→ Aim:
Turn the rows starting at the line containing "and find green" and ending at the line containing "[453,743,541,921]" into a JSON list of strings, one string per line, skipping blank lines. Leave the pictures out of the list.

→ Given data:
════════════════
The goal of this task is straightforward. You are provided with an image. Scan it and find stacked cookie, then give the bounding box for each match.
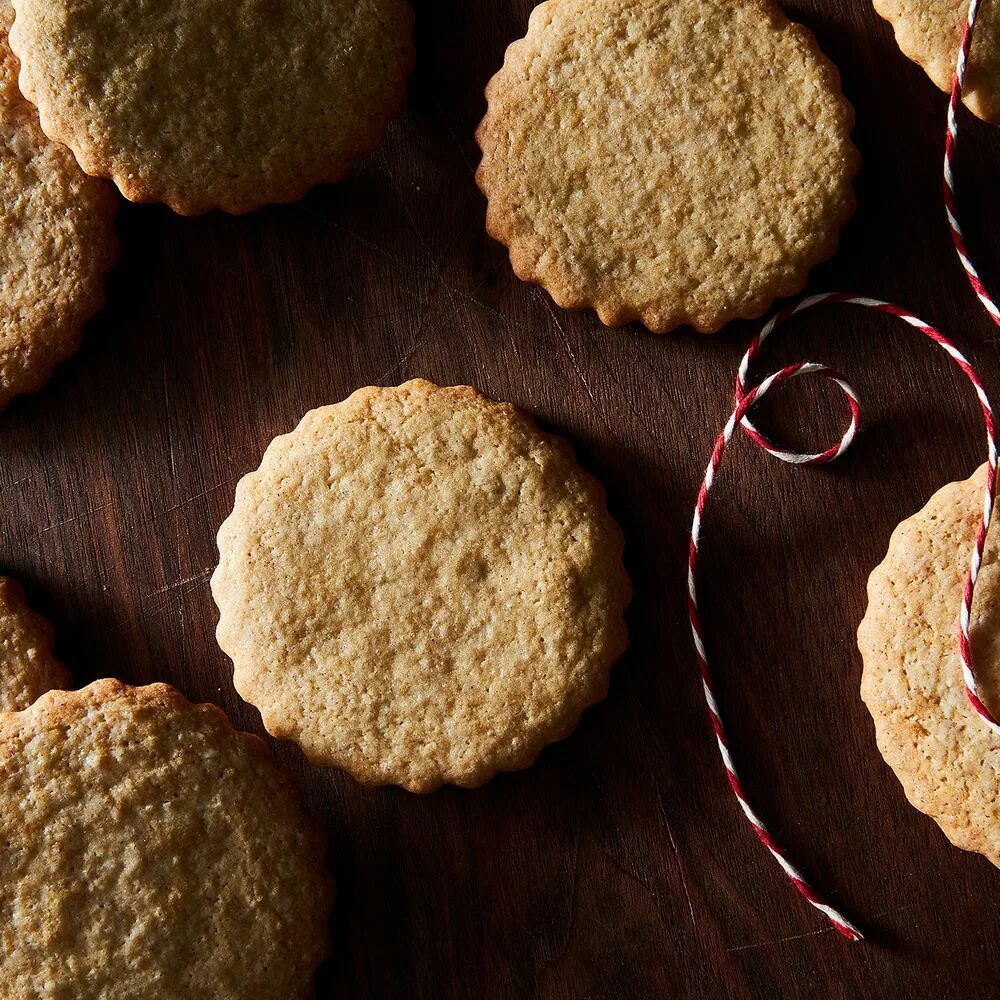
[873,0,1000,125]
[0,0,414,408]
════════════════
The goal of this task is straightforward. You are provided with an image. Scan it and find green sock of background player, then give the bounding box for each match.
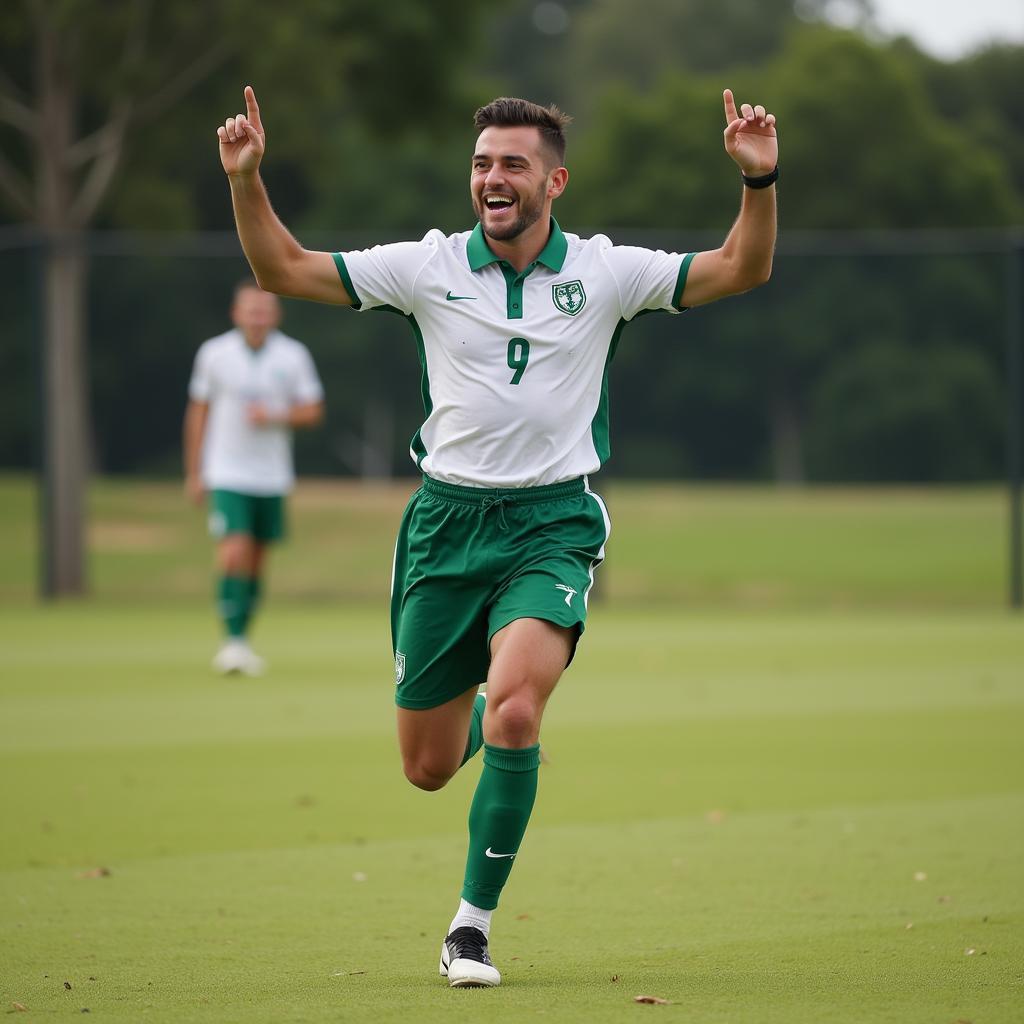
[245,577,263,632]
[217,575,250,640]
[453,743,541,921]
════════════════
→ Completed exercise:
[
  "The goal of this task is straightforward. You are provided with an image. Scan it and find green sock of background player, then give the bounding box for each match.",
  "[245,577,263,632]",
  "[217,575,250,640]",
  "[453,743,541,921]"
]